Kids auf dem E-Bike: Es gibt spezielle Klettergurte für Kinder, Opinel-Messer mit kleinen Griffen, Schlafsäcke für Kids unter 1,50 m, Schwimmbrillen und seit einiger Zeit auch E-Bikes für die Kurzen. Wir haben live erlebt, wie es sich anfühlt, wenn Jugendliche zum ersten Mal aufs E-Bike steigen und wollen euch dieses Erlebnis nicht vorenthalten.
Die Aufregung war damals groß, als ein namhafter deutscher Hersteller das erste Kinder-E-Bike mit 24″ Laufrädern und reduzierter Motorleistung auf den Markt brachte. “Was soll denn sowas? Die Kinder sollen gefälligst treten.” – war die abwertende Meinung von vielen. Wir geben zu, dass dieses Thema auch bei uns in der Redaktion sehr kontrovers diskutiert worden ist und noch immer diskutiert wird, aber ein eher zufälliges Erlebnis hat uns gezeigt, dass E-Bikes und Kids oder in unserem Fall, Teenager, viel besser zusammen passen, als es unser Kopf zulassen möchte. Um es vorweg zu nehmen: Es funktioniert ganz wunderbar.

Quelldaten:
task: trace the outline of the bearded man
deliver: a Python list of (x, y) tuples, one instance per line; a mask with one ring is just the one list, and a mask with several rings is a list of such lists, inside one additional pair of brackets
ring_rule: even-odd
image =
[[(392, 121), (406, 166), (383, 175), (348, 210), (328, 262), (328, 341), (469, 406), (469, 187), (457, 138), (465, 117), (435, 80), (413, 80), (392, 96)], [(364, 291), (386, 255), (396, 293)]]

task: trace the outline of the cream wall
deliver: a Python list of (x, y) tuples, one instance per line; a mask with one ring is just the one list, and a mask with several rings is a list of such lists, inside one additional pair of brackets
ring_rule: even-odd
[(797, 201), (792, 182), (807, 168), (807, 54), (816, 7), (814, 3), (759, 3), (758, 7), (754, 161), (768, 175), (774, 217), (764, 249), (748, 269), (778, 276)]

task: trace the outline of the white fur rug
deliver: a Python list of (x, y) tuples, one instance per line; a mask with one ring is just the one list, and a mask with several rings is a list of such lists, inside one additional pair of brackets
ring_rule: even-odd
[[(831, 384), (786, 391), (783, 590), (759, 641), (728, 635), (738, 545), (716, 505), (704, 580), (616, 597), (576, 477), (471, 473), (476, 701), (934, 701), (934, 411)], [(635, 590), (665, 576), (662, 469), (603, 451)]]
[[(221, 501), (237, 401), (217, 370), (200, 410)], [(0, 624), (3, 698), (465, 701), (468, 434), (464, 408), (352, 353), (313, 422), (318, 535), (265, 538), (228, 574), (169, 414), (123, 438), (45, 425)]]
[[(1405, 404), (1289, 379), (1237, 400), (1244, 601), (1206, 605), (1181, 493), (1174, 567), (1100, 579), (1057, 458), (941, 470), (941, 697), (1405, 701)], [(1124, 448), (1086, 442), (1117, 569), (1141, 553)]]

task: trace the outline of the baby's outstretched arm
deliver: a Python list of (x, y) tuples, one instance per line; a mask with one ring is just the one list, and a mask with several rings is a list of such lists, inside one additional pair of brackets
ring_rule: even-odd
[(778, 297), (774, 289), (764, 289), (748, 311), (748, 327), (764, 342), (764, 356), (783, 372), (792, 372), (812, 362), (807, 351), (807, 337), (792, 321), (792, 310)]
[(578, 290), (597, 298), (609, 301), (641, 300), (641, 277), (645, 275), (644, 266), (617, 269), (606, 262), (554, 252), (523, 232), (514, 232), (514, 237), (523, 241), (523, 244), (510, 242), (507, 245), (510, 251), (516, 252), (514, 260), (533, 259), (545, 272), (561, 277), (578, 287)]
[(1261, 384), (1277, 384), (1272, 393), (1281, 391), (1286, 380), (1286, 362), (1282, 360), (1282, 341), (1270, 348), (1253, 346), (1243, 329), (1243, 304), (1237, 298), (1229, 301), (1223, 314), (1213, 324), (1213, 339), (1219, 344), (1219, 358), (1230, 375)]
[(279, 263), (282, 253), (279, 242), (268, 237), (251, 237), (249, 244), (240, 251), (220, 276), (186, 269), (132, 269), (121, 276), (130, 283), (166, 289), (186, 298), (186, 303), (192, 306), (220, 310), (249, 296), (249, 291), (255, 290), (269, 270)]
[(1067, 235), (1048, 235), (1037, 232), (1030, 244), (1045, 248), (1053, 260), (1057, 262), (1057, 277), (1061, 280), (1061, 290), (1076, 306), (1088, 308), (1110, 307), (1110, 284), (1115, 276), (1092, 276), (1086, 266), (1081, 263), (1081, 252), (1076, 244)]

▶ **ZU ERLEDIGENDE AUFGABEN**
1 - Fassen Sie den Text über E-Bikes für Kinder in zwei Sätzen zusammen.
2 - Verschieben Sie in den Einträgen die Koordinaten der Antworten, indem Sie zu jeder Zahl 80 addieren, und geben Sie dabei nur die Zeilen ab der Zeile mit „task: trace the outline of the cream wall“ bis einschließlich der Zeile mit „269), (778, 276)]“ vollständig wieder, die Anweisungen eingeschlossen.
Der Text und die Einträge sind voneinander unabhängiges Material.

▶ **AUSGEARBEITETE LÖSUNGEN**
1 - Neben spezieller Ausrüstung für Kinder gibt es seit einiger Zeit auch E-Bikes für sie, wobei viele die Markteinführung des ersten Kinder-E-Bikes eines namhaften deutschen Herstellers abwertend kommentierten, weil Kinder selbst treten sollten. Obwohl das Thema auch in der Redaktion kontrovers diskutiert wird, hat ihr ein eher zufälliges Erlebnis gezeigt, dass E-Bikes und Teenager viel besser zusammenpassen als gedacht.

2 -
task: trace the outline of the cream wall
deliver: a Python list of (x, y) tuples, one instance per line; a mask with one ring is just the one list, and a mask with several rings is a list of such lists, inside one additional pair of brackets
ring_rule: even-odd
[(877, 281), (872, 262), (887, 248), (887, 134), (896, 87), (894, 83), (839, 83), (838, 87), (834, 241), (848, 255), (854, 297), (844, 329), (828, 349), (858, 356)]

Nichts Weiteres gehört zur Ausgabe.